WORK TO BE COMPLETED → Please repeat the line that contains "Pretty please, detect the dry" and every line after it, exactly, through the end of the records.

DATA FOR REVIEW →
====================

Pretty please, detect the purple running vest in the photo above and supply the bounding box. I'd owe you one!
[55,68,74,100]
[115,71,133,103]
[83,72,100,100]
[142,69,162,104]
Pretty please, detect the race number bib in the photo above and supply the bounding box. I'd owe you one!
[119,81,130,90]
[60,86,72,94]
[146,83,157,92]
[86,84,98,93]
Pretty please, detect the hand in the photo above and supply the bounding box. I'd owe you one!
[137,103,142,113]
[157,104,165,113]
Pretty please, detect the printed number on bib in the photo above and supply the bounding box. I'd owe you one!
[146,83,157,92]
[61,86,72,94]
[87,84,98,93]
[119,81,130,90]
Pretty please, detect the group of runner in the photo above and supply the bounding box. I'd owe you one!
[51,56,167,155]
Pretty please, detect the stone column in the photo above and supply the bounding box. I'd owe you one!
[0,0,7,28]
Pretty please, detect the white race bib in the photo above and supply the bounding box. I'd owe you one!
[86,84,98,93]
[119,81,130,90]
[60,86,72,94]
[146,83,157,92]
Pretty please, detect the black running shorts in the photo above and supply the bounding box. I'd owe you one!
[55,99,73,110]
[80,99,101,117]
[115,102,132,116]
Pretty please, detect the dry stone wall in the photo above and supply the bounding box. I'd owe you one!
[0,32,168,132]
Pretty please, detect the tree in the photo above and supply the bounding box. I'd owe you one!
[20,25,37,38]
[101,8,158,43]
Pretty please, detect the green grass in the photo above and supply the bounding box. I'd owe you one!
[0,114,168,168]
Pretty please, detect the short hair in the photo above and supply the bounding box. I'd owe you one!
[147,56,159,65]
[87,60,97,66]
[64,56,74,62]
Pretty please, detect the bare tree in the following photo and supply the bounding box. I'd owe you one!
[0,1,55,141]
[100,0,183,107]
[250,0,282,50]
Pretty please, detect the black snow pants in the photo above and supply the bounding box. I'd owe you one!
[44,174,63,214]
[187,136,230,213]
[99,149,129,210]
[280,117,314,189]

====================

OUTPUT FOR THIS TASK →
Pretty please, detect the dry stone wall in the photo above and supply the bounding box. I'd owe you one!
[0,32,168,132]
Pretty please, detect the tree in the photo above and supply the bounding box. I'd owe you one!
[20,25,37,38]
[101,8,158,43]
Pretty please, detect the green grass in the photo above and supply the bounding box. I'd owe you one!
[0,114,168,168]
Pretty please, detect the short hair in the photo above and supply the bounding box. I'd owe you one!
[147,56,159,65]
[87,60,97,66]
[64,56,74,62]
Pretty please, detect the bare tree in the following photo and supply the bounding box. I'd owe you one!
[0,1,55,141]
[100,0,183,107]
[250,0,282,50]
Pretty please, detect the black snow pants in the photo above and supply the bounding box. I'd owe you one!
[44,174,63,214]
[187,136,230,213]
[99,149,129,210]
[280,117,314,189]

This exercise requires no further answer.